[Written problem 1]: In the blog post below, which magazine published Nicole Cohen's piece on women and Web 2.0?

[Document passage]:

All of the blog posts and online profiles made by women don’t amount to much, according to Nicole Cohen in Shameless magazine (Boys’ Club 2.0), so long as the creators of Web 2.0 continue to be young men like the founders of YouTube, Google, and Facebook. “Access to information and tech knowledge carries with it great political, economic and social weight,” Cohen writes. “If women are left out of the discourse about information technology and new media, you can bet we’re left out of the production and sharing of social and economic power, too.”
After several marathon days of coding, I'm not feeling eloquent. (Right-brain deprivation.) But I learned how to do what relatively little tech I know because the frustration of ignorance was worse than negotiating the learning curve.
Women often feel they have no hands, Margaret Atwood said. Without hands, tools are tough. Affecting the world is difficult enough, and the levers of power are almost impossible to control with your nose.
I hope that by wrestling with blog code I'll be able to create new tools, new ways to collect and share what matters to our lives -- meaning..
When the machines wake up, I'd rather they didn't think the human world was populated only by young men who speak their language and women who don't wear much clothing.
If there's one thing machine intelligence needs to be quickly taught, it's what intuition, empathy and human values are. Otherwise they might think we're best used as slaves.
Posted by Sheila Lennon
at 2:48 AM | Permalink
Very thoughtful piece. I'm curious: where does Margaret Atwood say, "Woman often feel they have no hands"? And does she make the tie to tools?
--Steve
Posted by: Steven Lubar on March 15, 2008 7:50 AM
Thanks. It's interesting you added quotes to my carefully unquoted reference to Atwood.
That literalness (code! - such distinctions have been on my mind) is not a given in the arts, where an idea returns again and again in different forms, but seldom in interview-style quotes.
Hands run throughout her work -- classical sculptures truncated at the wrist; the poem Girl Without Hands; in Bodily Harm, a reporter repeatedly dreams of her grandmother complaining that her hands are missing.

[Stored data]:
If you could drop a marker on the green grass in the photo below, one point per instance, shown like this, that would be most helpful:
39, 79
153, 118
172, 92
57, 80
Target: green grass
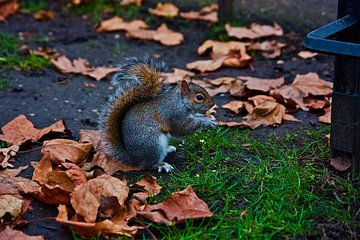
11, 55
96, 9
260, 188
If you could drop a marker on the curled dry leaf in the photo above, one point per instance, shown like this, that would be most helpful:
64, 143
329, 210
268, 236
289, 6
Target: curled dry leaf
8, 7
20, 130
7, 154
118, 24
234, 106
11, 234
150, 185
255, 31
113, 226
270, 49
61, 150
177, 208
326, 118
81, 66
163, 35
340, 164
86, 197
44, 15
109, 165
262, 84
165, 10
128, 2
307, 54
177, 75
206, 65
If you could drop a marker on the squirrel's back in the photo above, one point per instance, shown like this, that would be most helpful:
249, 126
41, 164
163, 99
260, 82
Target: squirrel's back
138, 79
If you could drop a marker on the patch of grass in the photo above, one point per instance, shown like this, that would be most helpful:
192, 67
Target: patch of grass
31, 6
11, 55
96, 9
260, 188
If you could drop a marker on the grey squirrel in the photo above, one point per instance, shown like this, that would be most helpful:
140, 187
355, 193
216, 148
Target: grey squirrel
141, 117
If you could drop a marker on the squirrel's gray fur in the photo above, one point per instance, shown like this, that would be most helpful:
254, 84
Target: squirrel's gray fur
147, 125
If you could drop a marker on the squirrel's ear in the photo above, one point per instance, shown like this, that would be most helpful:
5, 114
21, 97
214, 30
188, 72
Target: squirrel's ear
184, 87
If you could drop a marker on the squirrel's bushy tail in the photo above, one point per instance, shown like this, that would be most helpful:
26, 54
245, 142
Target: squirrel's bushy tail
138, 79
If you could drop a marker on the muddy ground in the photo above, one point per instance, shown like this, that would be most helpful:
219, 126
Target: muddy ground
46, 95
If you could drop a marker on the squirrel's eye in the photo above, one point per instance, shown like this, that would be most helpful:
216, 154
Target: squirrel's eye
199, 97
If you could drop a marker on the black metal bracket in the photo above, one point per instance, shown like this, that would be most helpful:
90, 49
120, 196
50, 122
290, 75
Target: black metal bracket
318, 39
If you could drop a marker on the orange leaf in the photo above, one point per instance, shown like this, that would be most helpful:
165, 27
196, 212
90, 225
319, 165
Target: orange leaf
177, 208
86, 197
165, 10
20, 130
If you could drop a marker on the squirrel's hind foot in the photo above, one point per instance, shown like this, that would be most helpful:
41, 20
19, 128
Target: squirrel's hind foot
165, 166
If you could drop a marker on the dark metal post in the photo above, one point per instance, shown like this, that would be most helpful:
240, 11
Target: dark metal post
225, 12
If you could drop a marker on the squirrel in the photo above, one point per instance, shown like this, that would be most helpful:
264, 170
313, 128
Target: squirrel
140, 118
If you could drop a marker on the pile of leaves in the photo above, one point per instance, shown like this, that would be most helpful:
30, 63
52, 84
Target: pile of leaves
89, 199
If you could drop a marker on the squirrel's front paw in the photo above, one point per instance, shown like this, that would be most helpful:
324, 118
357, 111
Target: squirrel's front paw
210, 122
165, 166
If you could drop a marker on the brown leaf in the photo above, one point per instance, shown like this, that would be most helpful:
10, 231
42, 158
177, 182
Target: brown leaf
93, 229
307, 54
109, 164
262, 84
150, 185
128, 2
255, 31
340, 164
91, 136
44, 15
206, 65
7, 154
61, 150
178, 207
11, 234
118, 24
86, 197
326, 118
20, 130
165, 10
234, 106
271, 49
177, 76
81, 66
7, 8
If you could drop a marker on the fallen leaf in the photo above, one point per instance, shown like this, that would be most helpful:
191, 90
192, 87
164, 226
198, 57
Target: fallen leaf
206, 65
44, 15
7, 154
61, 150
128, 2
150, 185
8, 7
178, 207
262, 84
118, 24
81, 66
20, 130
340, 164
255, 31
234, 106
165, 10
93, 229
326, 118
271, 49
109, 165
86, 197
11, 234
177, 76
307, 54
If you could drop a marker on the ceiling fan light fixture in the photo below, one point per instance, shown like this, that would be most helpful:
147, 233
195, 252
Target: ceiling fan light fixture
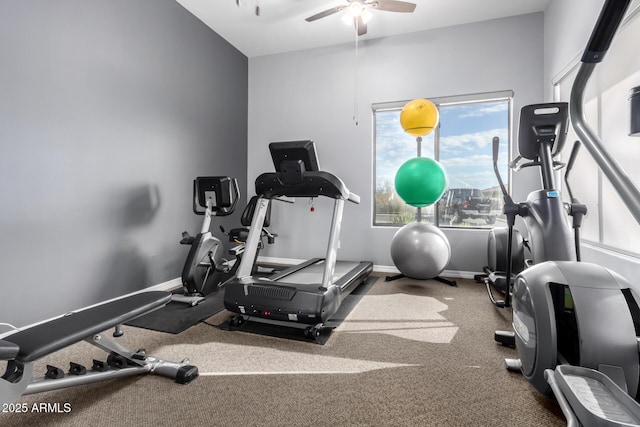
354, 11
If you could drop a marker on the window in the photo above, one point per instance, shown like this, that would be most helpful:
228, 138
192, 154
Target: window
462, 144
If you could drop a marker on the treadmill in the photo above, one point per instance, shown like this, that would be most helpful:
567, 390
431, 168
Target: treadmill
308, 294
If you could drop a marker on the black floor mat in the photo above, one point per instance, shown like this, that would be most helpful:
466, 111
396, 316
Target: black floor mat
297, 334
176, 317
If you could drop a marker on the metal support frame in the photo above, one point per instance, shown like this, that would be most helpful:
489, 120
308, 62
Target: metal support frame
253, 239
333, 245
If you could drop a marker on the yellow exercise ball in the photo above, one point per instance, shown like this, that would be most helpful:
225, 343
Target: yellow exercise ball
419, 117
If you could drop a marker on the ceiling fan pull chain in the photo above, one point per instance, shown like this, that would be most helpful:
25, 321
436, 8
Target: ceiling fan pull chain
355, 83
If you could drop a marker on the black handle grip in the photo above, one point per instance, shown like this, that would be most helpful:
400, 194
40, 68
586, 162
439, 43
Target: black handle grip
608, 22
572, 157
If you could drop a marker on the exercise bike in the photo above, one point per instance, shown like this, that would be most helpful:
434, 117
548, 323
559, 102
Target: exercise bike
205, 269
577, 324
541, 138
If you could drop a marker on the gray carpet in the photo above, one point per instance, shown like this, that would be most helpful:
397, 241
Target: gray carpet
411, 353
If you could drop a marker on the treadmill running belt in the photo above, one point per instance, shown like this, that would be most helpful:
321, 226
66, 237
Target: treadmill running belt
294, 333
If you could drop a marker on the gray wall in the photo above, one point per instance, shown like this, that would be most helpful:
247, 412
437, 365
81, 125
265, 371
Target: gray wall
108, 110
310, 94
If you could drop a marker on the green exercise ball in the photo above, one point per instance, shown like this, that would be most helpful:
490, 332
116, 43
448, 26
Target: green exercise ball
420, 182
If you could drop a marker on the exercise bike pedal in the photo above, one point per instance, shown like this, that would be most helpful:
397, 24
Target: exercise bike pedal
187, 239
76, 369
54, 373
99, 366
513, 365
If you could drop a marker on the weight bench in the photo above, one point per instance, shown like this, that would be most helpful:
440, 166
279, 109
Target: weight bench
21, 349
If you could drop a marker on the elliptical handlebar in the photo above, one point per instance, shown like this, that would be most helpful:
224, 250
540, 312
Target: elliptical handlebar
608, 22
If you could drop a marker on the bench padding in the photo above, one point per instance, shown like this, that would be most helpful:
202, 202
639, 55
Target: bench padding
51, 336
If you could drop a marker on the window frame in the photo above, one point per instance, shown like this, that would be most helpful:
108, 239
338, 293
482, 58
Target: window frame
475, 98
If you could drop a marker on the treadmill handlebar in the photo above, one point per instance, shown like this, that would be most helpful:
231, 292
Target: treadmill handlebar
311, 184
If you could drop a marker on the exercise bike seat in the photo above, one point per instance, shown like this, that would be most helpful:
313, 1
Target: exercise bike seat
51, 336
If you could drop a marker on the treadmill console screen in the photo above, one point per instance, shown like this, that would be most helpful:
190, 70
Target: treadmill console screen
303, 151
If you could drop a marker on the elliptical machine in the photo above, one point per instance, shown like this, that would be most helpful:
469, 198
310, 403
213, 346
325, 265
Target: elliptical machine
541, 138
204, 269
577, 325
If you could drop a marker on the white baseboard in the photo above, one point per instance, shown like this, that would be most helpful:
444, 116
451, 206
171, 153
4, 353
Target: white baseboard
390, 269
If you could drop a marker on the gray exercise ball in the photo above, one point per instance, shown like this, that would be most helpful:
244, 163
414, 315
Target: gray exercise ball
420, 250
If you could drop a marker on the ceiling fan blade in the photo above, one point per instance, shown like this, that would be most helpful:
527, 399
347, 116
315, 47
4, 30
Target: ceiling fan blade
361, 26
393, 6
325, 13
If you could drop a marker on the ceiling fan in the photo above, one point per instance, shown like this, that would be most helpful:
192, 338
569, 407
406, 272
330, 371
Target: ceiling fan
358, 10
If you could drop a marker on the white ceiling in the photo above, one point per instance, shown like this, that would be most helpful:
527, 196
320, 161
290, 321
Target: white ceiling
281, 26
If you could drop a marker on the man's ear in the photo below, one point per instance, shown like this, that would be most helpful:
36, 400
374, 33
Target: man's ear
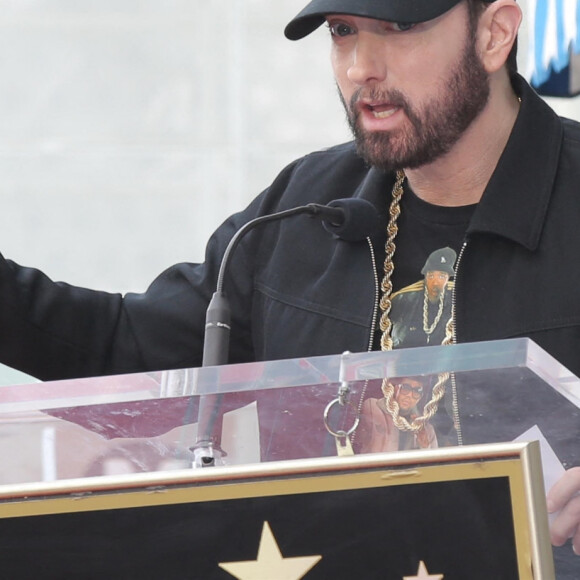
497, 32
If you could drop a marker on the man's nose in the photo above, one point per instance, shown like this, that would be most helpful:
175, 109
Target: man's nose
368, 65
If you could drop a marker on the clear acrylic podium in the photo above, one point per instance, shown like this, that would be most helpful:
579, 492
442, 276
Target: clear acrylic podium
115, 457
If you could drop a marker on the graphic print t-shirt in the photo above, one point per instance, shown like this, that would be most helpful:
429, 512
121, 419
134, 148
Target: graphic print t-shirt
427, 246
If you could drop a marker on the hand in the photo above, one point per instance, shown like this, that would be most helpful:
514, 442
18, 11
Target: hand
564, 498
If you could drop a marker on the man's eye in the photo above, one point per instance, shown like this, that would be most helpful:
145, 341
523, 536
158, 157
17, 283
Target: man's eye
340, 29
403, 26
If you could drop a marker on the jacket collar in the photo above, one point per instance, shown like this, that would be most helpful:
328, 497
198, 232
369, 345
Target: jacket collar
515, 201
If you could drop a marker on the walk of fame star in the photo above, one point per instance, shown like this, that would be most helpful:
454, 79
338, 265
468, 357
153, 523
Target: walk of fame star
423, 574
270, 563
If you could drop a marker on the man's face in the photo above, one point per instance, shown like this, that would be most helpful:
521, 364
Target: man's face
435, 282
408, 393
409, 94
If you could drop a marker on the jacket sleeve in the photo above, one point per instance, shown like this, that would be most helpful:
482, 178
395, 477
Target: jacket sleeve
52, 330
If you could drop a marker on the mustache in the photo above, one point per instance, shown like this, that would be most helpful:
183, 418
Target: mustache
391, 96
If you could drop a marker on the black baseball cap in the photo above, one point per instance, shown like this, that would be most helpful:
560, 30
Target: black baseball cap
408, 11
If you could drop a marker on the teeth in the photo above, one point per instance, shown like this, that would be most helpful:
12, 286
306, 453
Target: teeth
383, 114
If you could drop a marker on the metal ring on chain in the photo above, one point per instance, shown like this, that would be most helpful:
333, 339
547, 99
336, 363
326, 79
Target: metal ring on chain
341, 433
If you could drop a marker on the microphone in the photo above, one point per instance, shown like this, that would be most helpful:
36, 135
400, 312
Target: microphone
350, 219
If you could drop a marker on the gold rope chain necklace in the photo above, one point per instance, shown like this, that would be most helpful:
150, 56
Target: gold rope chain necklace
385, 324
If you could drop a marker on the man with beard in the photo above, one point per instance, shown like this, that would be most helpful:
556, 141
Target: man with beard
452, 147
420, 312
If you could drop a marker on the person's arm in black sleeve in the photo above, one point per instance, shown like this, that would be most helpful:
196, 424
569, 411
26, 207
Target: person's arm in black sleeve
52, 330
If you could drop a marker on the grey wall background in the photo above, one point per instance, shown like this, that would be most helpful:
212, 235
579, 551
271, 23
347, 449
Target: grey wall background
129, 129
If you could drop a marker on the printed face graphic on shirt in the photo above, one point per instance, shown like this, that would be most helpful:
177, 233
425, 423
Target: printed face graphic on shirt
420, 312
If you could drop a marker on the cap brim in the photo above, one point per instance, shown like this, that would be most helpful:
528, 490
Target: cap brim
410, 11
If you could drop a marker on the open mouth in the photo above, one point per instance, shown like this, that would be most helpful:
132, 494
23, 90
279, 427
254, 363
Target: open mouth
382, 111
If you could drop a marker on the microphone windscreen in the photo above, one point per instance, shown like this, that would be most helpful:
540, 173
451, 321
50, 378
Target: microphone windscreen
360, 219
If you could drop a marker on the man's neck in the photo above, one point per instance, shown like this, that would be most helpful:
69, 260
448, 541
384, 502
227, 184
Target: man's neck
460, 177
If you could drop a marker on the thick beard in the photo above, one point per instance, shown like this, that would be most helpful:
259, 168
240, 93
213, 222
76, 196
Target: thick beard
435, 130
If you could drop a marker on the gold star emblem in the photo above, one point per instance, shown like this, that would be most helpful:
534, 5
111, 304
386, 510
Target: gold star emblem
423, 574
270, 563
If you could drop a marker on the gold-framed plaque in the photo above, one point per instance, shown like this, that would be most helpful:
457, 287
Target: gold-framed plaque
474, 512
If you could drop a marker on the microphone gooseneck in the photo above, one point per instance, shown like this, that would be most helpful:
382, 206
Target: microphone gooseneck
351, 220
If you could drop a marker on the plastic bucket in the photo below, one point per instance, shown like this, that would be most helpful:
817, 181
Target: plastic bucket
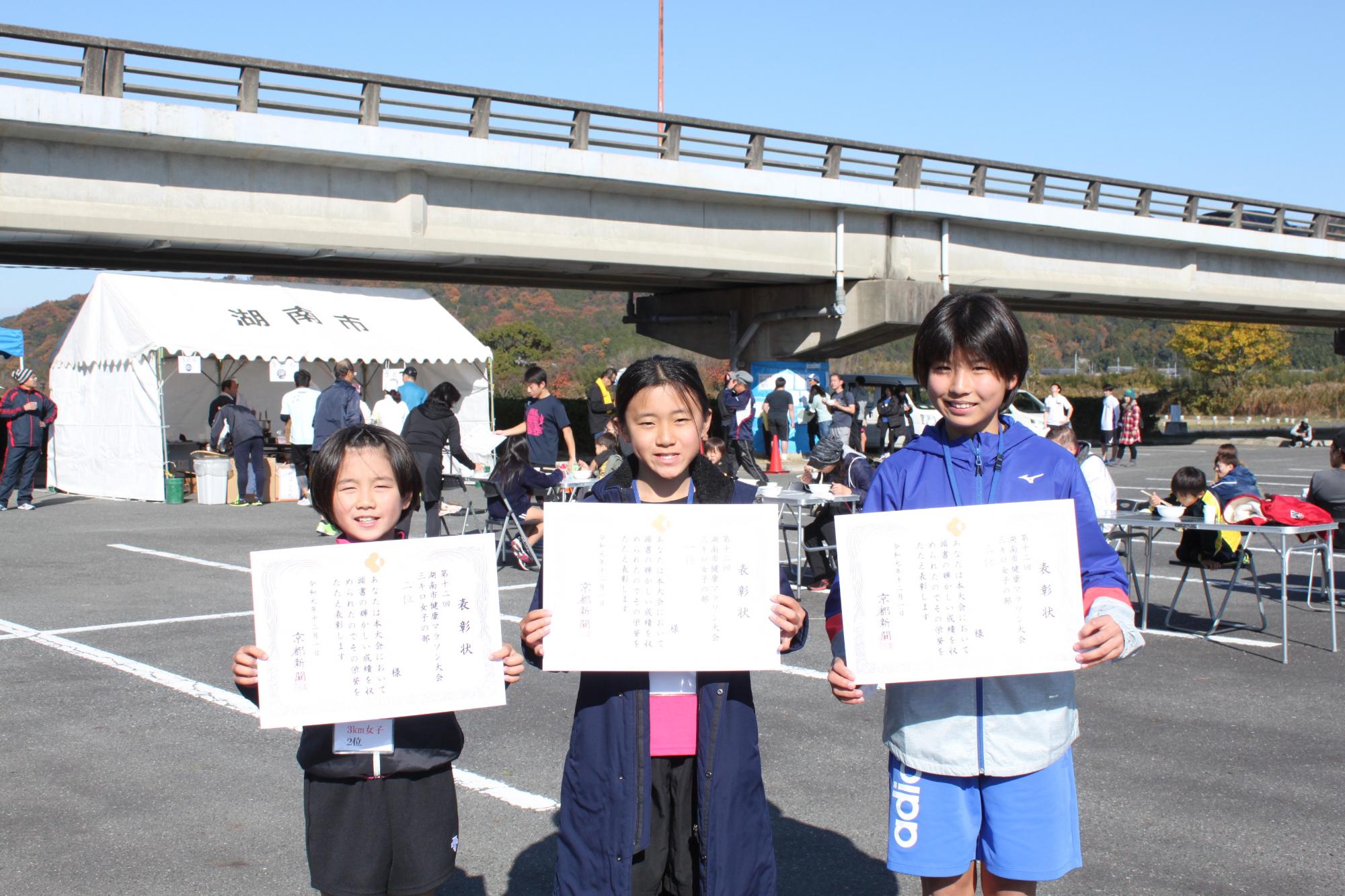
173, 490
212, 479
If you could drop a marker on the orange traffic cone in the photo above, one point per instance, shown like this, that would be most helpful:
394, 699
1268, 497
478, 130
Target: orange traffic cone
777, 466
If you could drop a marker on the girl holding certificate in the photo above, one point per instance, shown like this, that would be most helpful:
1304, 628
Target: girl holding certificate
662, 792
981, 768
381, 818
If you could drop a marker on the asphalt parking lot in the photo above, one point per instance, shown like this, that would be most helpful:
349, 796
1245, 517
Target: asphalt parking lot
132, 766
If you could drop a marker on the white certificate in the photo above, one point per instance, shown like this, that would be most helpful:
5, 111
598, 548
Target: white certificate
661, 587
961, 592
377, 630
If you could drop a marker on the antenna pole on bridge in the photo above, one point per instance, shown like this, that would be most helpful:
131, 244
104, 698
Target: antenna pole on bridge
661, 61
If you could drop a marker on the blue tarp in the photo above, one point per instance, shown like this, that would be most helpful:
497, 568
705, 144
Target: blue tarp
11, 342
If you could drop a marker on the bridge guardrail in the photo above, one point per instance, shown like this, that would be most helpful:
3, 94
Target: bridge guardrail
115, 68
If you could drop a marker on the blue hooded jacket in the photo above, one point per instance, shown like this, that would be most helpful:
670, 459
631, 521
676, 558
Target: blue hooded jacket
1012, 724
337, 408
605, 815
1241, 481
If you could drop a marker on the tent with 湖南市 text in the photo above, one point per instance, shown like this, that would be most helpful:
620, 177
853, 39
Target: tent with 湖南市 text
123, 374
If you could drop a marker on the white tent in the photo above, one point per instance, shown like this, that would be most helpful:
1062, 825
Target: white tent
123, 399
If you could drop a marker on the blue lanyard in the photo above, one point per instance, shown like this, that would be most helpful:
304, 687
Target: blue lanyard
976, 450
691, 493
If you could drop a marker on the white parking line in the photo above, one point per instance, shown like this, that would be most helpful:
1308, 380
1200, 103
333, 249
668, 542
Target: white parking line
1223, 639
162, 622
231, 567
145, 622
182, 557
220, 697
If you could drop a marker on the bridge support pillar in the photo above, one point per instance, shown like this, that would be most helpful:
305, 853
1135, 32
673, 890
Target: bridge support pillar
786, 322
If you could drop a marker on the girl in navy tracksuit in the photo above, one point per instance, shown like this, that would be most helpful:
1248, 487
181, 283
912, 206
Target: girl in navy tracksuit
633, 823
981, 768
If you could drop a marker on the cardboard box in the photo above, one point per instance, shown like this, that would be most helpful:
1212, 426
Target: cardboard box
272, 486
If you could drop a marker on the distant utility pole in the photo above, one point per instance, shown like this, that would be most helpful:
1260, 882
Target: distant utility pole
661, 60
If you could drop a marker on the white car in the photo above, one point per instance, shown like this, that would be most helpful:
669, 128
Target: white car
1030, 411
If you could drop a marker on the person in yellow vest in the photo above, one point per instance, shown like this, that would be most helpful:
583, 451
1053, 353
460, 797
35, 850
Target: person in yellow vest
602, 404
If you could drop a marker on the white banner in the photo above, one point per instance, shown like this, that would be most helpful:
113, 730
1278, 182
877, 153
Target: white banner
961, 592
377, 630
661, 587
283, 370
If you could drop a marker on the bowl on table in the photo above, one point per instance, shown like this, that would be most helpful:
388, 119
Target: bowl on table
1171, 512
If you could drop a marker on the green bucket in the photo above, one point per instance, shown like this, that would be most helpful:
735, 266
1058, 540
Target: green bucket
173, 490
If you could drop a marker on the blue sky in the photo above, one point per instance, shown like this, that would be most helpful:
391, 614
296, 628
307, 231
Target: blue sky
1226, 97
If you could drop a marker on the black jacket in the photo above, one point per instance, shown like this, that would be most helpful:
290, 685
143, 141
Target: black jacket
243, 424
430, 430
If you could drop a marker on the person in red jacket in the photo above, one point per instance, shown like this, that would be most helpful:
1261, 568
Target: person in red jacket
29, 413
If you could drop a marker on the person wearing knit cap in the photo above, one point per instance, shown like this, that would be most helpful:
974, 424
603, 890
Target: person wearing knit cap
742, 407
29, 415
849, 473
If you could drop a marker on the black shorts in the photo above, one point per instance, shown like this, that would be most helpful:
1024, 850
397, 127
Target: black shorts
396, 836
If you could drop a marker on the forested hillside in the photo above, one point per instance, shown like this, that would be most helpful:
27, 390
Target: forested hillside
42, 329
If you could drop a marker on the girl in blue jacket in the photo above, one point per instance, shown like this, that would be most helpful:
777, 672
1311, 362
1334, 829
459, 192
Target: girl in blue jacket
634, 823
981, 770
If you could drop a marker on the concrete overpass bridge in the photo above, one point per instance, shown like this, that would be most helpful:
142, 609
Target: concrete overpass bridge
743, 243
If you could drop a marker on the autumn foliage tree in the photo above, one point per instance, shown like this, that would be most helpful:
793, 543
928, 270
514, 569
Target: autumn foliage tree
517, 343
1230, 352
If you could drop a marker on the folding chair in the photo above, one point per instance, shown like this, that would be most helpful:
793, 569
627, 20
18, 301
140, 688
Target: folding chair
1215, 619
1317, 549
470, 510
509, 522
790, 532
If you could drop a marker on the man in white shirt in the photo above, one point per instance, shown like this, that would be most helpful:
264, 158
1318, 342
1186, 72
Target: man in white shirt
391, 412
1059, 411
1110, 416
1101, 486
297, 409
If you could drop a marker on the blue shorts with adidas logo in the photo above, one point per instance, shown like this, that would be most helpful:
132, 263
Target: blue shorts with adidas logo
1023, 827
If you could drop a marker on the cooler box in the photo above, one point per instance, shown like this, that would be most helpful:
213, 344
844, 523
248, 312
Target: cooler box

[Written problem 2]: Collect every line of the entries above that contains the string "cooler". Case counts.

[Exercise response 1]: Shameless magazine.

[Exercise response 2]:
If you could drop a marker on the cooler box in the photo above, one point per instance, shown like this, that would be most helpful:
Target: cooler box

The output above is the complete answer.